§ PASSAGE SHOWN:
┌────────
Archaeological site in South Dakota, United States

Talking Crow (SITS 39BF3) is an archaeological site near Fort Thompson in Buffalo County, South Dakota, United States. It is an earth lodge village used by both the Arikara and Dakota, in multiple occupation phases between about AD 600 and 1950. It was listed on the National Register of Historic Places on June 2, 2003.

==Location==
Talking Crow is located about 6 mi north of Fort Thompson in Buffalo County, South Dakota. It is on the banks of Campbell Creek near its confluence with the Missouri River, on the west side of State Highway 47. It is situated on a high bluff overlooking the river.

==History==
Archaeologist Carlyle Smith first noted the site during a 1938 survey. The first excavations at the site were carried out between 1950 and 1952 by the University of Kansas. These excavations yielded over 56,000 pottery sherds. It was first described by archaeologist Carlyle Smith in 1951, who identified the occupation as historical Arikara.

The site was listed on the National Register of Historic Places on June 2, 2003.

==Site==
The site is a fortified earth lodge village that was occupied by various groups over several centuries. It was first inhabited during the Plains Woodland period around AD 600, during the Initial Coalescent Variant around 1425–1450, during the Extended Coalescent Variant about 1725–1750, and then post-European contact by the Dakota around 1865–1950. Smith speculated that the Coalescent occupations were by Arikara.

The exact number of houses at the site is undetermined; during the 1950s excavations, at least 22 houses were unearthed. By 1980, 12 houses had been entirely excavated, 15 others identified, and several others noted by visible depressions in the ground. The total population during the Initial Coalescent period is estimated around 200. Its residents likely engaged in agriculture as well as bison hunting and lived at the site year-round.
└────────
§ TRY IT:
Answer these questions using the Talking Crow passage, and number each answer to match its question.
1. On the banks of which creek does the site lie?
2. Which institution carried out the first excavations at the site?
3. What is the estimated total population during the Initial Coalescent period?

§ GIVEN MATERIAL:
┌────────
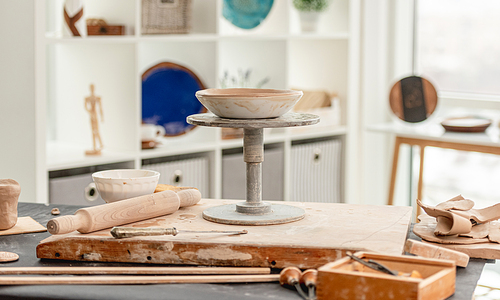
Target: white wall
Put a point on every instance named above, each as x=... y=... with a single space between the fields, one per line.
x=17 y=95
└────────
§ RESPONSE BOX:
1. Campbell Creek
2. The University of Kansas
3. Around 200